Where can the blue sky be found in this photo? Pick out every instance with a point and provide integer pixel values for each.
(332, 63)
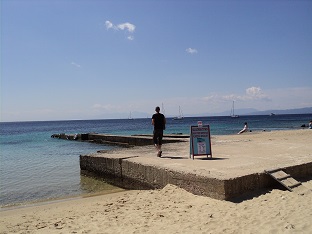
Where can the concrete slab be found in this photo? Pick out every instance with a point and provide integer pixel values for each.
(237, 165)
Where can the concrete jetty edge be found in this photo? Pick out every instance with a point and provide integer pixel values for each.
(156, 177)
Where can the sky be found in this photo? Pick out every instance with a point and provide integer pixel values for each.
(102, 59)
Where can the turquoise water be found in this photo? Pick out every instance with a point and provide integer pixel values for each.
(36, 167)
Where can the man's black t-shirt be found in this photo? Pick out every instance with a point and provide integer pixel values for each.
(159, 121)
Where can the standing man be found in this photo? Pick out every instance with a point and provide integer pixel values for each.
(159, 122)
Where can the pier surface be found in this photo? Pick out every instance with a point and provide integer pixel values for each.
(237, 165)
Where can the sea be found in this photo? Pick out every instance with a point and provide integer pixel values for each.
(36, 168)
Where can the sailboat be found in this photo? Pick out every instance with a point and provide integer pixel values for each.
(180, 116)
(232, 112)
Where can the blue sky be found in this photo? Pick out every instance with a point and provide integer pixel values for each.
(104, 59)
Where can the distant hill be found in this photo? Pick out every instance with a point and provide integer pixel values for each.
(307, 110)
(251, 111)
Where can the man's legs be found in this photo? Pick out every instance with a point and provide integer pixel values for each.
(157, 138)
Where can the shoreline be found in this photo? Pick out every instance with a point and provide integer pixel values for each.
(174, 210)
(216, 139)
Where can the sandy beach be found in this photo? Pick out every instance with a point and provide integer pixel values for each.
(173, 210)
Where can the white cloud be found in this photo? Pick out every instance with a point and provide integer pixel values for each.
(109, 25)
(75, 64)
(128, 27)
(191, 51)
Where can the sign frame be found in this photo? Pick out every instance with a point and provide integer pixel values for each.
(200, 141)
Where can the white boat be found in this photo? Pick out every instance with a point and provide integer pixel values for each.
(180, 116)
(232, 112)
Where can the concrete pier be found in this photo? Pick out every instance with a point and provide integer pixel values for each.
(237, 166)
(136, 140)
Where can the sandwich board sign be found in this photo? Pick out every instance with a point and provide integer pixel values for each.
(200, 143)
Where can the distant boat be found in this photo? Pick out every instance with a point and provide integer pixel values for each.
(180, 116)
(232, 112)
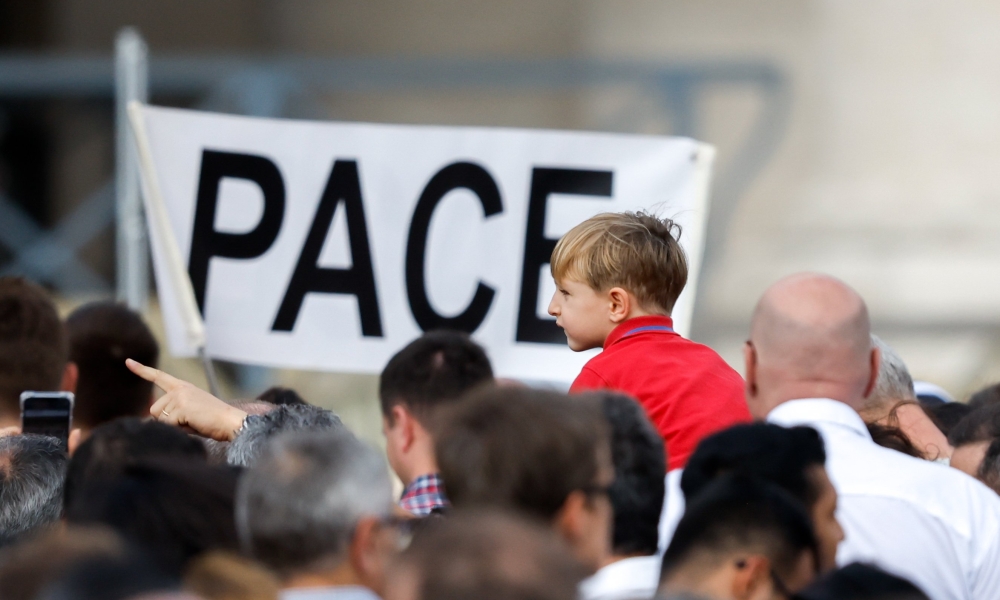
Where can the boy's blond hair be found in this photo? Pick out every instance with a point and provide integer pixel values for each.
(633, 250)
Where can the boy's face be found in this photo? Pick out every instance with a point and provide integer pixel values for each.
(583, 313)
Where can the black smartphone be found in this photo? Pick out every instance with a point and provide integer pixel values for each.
(47, 413)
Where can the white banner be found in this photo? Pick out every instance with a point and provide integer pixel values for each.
(330, 246)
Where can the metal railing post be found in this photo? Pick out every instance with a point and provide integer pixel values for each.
(131, 249)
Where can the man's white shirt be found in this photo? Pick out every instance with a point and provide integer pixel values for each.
(627, 579)
(673, 509)
(926, 522)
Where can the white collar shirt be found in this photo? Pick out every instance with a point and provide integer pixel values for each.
(673, 509)
(339, 592)
(931, 524)
(627, 579)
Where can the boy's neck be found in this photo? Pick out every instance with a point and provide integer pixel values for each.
(638, 311)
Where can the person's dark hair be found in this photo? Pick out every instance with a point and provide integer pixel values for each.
(113, 446)
(260, 429)
(487, 556)
(736, 513)
(779, 455)
(111, 578)
(640, 466)
(521, 449)
(279, 396)
(28, 567)
(33, 345)
(101, 336)
(947, 415)
(172, 508)
(978, 426)
(32, 471)
(988, 396)
(858, 581)
(989, 469)
(893, 438)
(436, 368)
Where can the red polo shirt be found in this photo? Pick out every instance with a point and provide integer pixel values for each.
(688, 391)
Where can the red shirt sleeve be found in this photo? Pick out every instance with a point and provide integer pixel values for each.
(588, 379)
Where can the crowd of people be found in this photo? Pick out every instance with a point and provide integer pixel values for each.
(820, 474)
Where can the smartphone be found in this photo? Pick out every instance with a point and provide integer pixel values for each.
(47, 413)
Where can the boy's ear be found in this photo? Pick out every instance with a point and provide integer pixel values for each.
(619, 305)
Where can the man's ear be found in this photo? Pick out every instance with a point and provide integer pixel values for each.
(750, 362)
(753, 579)
(403, 425)
(71, 374)
(876, 363)
(619, 305)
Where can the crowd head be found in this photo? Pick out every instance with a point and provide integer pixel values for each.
(741, 538)
(101, 336)
(540, 453)
(508, 492)
(34, 348)
(318, 506)
(792, 459)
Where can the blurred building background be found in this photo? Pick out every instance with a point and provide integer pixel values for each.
(856, 138)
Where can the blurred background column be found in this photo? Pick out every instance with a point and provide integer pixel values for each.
(131, 83)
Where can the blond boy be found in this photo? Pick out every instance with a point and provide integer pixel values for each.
(617, 277)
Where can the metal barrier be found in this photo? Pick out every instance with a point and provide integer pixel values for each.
(266, 87)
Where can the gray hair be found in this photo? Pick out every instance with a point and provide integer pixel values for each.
(300, 503)
(32, 473)
(259, 429)
(894, 382)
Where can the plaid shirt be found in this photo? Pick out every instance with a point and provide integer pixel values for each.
(423, 495)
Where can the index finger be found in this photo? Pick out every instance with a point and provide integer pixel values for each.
(157, 377)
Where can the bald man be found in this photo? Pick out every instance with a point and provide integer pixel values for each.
(810, 361)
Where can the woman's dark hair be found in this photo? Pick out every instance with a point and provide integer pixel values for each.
(779, 455)
(174, 509)
(113, 446)
(893, 438)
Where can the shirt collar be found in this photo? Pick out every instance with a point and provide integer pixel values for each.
(343, 592)
(809, 411)
(655, 323)
(630, 577)
(422, 482)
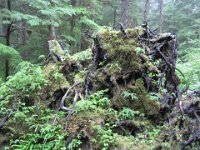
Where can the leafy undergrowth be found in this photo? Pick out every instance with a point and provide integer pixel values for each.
(93, 101)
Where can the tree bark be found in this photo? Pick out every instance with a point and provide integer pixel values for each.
(7, 38)
(114, 17)
(124, 12)
(146, 10)
(7, 68)
(160, 4)
(23, 32)
(52, 32)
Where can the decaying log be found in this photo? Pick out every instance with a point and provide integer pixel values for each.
(5, 119)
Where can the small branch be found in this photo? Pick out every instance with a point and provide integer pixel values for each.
(5, 119)
(62, 107)
(123, 30)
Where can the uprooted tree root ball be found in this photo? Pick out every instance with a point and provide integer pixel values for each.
(122, 94)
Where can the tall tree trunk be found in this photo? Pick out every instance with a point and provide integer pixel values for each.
(7, 71)
(161, 15)
(146, 10)
(124, 11)
(7, 38)
(72, 20)
(23, 33)
(52, 32)
(114, 17)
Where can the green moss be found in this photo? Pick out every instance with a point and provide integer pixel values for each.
(149, 107)
(120, 49)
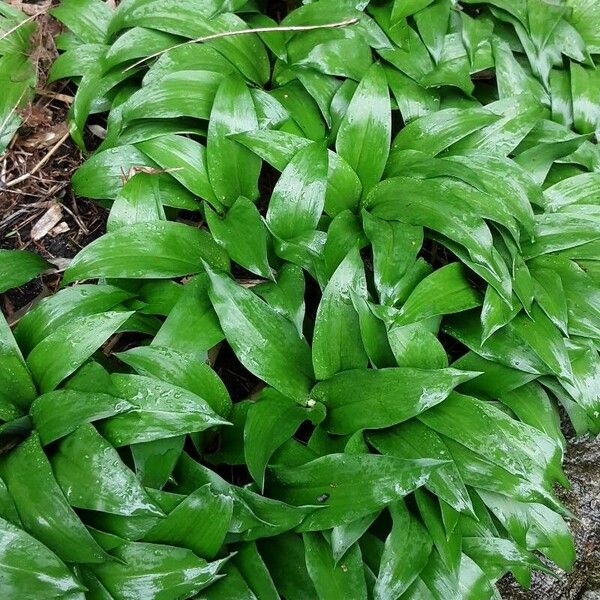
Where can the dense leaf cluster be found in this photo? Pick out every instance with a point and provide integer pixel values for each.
(398, 241)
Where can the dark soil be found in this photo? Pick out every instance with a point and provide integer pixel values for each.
(23, 205)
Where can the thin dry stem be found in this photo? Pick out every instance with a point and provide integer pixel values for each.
(40, 164)
(216, 36)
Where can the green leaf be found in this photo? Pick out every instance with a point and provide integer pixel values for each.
(92, 476)
(347, 487)
(59, 413)
(284, 556)
(333, 581)
(17, 267)
(243, 235)
(271, 421)
(286, 295)
(38, 494)
(415, 346)
(17, 388)
(434, 133)
(405, 553)
(182, 370)
(265, 342)
(254, 570)
(70, 345)
(193, 306)
(299, 196)
(365, 133)
(518, 448)
(534, 526)
(155, 461)
(29, 565)
(87, 19)
(147, 250)
(199, 523)
(368, 399)
(413, 440)
(444, 292)
(138, 202)
(185, 158)
(165, 572)
(395, 248)
(337, 342)
(57, 310)
(232, 168)
(160, 410)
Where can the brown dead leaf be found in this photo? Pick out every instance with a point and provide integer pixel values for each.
(47, 221)
(46, 137)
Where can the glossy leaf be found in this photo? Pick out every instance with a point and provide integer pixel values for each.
(147, 250)
(369, 399)
(265, 342)
(365, 132)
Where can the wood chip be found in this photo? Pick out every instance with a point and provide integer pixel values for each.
(60, 228)
(48, 221)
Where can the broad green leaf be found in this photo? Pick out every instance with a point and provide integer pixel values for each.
(484, 429)
(254, 571)
(70, 345)
(244, 236)
(186, 160)
(534, 526)
(161, 249)
(434, 133)
(299, 196)
(26, 564)
(286, 295)
(178, 94)
(412, 440)
(60, 412)
(333, 581)
(232, 168)
(347, 487)
(180, 369)
(337, 343)
(17, 387)
(154, 461)
(87, 19)
(192, 326)
(532, 405)
(586, 109)
(42, 506)
(395, 248)
(138, 202)
(284, 556)
(199, 523)
(415, 346)
(17, 267)
(368, 399)
(265, 342)
(271, 421)
(405, 553)
(160, 410)
(165, 572)
(344, 233)
(92, 476)
(445, 291)
(101, 176)
(416, 202)
(365, 133)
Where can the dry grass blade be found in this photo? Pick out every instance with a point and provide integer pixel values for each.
(216, 36)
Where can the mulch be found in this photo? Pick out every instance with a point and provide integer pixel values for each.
(38, 210)
(36, 199)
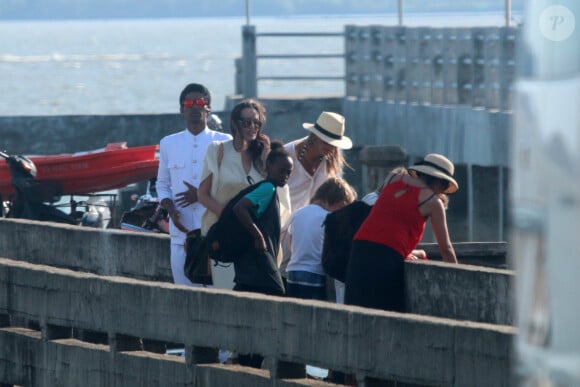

== Direction ==
Report the number of lines in the entries above that contain the word "black", matching case exactly. Give only that number.

== The response ==
2